### Written instruction
Give back the rows below word for word, beginning with the first line and continuing through the line that contains "x=556, y=803", with both of those lines included.

### Stored records
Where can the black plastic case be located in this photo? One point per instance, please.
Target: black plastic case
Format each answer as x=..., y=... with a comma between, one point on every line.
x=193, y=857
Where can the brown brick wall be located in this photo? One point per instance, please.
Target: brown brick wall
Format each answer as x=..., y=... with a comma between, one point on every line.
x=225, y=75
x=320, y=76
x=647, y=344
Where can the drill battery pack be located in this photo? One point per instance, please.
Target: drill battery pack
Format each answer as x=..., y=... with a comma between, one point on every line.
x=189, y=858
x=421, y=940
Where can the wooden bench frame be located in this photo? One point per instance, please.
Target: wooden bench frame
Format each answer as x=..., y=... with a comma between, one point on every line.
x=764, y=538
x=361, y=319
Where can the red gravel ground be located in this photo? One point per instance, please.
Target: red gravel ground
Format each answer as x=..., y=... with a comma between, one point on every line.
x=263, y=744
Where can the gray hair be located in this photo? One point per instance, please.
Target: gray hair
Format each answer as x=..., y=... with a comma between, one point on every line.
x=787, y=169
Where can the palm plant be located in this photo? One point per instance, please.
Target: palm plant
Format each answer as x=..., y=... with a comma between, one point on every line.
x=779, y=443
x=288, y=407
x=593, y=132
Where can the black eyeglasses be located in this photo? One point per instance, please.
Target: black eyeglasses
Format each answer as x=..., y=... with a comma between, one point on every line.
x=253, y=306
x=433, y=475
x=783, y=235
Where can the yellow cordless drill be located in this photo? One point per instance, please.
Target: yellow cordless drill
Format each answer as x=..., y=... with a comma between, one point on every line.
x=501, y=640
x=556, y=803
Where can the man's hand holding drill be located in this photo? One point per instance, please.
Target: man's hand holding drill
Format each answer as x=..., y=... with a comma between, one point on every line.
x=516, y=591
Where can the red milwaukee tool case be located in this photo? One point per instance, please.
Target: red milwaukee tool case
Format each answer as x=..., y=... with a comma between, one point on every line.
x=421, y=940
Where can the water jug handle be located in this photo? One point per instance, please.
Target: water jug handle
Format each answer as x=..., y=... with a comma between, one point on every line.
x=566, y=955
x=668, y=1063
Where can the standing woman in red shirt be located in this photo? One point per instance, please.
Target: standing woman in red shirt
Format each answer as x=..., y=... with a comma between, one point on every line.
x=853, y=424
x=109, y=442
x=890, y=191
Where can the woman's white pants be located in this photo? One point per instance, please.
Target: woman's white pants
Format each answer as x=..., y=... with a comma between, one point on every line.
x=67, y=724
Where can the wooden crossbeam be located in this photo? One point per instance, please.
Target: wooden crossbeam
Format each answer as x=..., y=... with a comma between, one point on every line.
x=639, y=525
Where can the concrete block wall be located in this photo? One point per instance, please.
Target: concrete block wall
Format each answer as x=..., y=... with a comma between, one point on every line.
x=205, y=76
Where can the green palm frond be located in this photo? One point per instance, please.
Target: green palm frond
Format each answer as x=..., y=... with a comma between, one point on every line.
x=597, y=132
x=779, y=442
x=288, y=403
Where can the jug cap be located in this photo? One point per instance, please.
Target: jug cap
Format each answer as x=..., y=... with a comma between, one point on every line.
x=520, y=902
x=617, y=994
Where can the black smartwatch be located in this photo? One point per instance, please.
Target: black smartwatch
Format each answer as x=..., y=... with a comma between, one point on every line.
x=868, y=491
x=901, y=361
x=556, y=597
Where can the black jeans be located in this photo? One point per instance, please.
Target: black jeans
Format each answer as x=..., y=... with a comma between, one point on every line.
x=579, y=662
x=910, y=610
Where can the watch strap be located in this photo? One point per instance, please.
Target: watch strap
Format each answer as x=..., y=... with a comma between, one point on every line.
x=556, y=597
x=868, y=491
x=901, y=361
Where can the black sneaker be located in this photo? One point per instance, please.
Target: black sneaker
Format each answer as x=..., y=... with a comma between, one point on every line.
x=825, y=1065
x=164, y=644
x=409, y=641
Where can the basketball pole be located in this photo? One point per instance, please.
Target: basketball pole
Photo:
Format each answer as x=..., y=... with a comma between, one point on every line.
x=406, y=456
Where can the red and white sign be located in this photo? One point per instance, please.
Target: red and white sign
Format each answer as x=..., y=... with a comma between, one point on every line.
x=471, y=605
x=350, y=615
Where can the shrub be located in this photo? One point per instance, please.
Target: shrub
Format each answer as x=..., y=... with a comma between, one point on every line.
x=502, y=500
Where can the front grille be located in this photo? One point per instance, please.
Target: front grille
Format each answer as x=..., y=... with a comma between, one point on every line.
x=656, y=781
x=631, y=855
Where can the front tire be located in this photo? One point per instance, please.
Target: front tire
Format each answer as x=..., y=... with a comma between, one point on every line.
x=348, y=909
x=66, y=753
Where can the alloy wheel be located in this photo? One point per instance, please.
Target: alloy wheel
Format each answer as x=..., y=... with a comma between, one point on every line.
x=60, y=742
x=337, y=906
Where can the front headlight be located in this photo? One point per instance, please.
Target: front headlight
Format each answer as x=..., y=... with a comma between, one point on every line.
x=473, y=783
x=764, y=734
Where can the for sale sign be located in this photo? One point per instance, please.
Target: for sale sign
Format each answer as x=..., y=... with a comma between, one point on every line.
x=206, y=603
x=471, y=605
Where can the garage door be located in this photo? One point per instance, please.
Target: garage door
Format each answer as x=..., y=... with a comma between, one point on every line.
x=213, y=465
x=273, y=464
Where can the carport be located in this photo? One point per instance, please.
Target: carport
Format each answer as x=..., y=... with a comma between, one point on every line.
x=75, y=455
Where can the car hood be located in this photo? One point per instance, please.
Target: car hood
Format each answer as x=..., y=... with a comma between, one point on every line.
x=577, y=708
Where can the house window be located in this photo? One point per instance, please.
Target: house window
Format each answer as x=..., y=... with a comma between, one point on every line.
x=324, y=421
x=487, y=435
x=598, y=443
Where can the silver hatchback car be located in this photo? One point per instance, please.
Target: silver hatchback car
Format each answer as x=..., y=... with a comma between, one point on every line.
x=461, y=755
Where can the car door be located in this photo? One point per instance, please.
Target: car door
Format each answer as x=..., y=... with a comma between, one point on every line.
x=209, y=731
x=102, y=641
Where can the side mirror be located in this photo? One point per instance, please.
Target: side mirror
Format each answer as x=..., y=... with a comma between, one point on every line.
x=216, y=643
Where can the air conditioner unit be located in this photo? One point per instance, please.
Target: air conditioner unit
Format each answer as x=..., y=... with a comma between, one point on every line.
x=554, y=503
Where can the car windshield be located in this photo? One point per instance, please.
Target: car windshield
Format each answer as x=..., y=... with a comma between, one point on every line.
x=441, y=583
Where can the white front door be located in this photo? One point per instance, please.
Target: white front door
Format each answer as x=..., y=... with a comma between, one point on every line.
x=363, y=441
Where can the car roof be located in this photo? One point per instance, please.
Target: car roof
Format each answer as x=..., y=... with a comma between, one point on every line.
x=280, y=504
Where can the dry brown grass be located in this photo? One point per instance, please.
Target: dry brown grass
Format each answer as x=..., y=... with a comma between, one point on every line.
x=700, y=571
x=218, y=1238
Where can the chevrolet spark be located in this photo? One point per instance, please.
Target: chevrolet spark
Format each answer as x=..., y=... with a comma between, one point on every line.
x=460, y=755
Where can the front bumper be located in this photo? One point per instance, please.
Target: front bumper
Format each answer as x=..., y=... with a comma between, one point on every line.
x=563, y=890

### Written answer
Where can the black plastic case be located in this photo? One point per instance, please.
Target: black plastic case
Format each answer as x=..., y=... with a comma between, one point on every line.
x=193, y=857
Where can the brown brick wall be located in this photo? One point per instance, please.
Target: brown brick wall
Format each answer as x=..., y=... with a comma between, one point on every line.
x=225, y=75
x=320, y=76
x=647, y=344
Where can the drill battery pack be located in this photo? One point per instance, please.
Target: drill battery pack
Format each answer as x=..., y=... with a comma between, one point on every line.
x=189, y=858
x=421, y=940
Where can the wooden bench frame be located in this photo? One point per instance, please.
Target: wooden bench frame
Format each answer as x=..., y=... with a comma between, one point on every line.
x=764, y=538
x=361, y=319
Where can the red gravel ground be located in this photo? One point per instance, please.
Target: red gravel ground
Format each answer as x=..., y=... with a comma between, one point on every line.
x=263, y=744
Where can the gray hair be located in this photo? One point per instance, please.
Target: gray hair
Format each answer as x=..., y=... with a comma between, one point on every line.
x=787, y=169
Where can the palm plant be located in this photo? One point per instance, please.
Target: palm plant
Format each answer as x=..., y=... with a comma between, one point on every line.
x=779, y=443
x=288, y=407
x=593, y=132
Where can the black eyeglasses be located in this photo? One point per instance, please.
Target: black eyeglasses
Format each answer as x=..., y=... with a comma between, one point on every line.
x=253, y=306
x=433, y=475
x=783, y=235
Where can the yellow cordless drill be located in this photo? One point per instance, please.
Target: yellow cordless drill
Format each answer as x=..., y=... with a comma between, one point on every line.
x=501, y=640
x=556, y=803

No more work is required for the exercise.